INSTRUCTIONS FOR THE TASK: Scan the entries for lines with the word "every" and copy those lines.

EXTRACTED RECORDS:
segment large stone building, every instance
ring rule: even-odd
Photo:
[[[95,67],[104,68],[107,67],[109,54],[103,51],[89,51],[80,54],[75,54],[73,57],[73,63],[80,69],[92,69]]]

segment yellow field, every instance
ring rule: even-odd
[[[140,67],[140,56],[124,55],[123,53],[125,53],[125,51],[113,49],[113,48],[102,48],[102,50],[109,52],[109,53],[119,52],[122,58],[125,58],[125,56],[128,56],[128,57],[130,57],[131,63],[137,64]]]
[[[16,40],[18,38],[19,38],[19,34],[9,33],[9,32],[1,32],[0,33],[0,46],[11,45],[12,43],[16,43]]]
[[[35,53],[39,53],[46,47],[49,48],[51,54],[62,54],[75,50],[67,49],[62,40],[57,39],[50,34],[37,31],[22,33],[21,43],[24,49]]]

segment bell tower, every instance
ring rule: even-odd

RESULT BELOW:
segment large stone building, every instance
segment yellow field, every instance
segment bell tower, every instance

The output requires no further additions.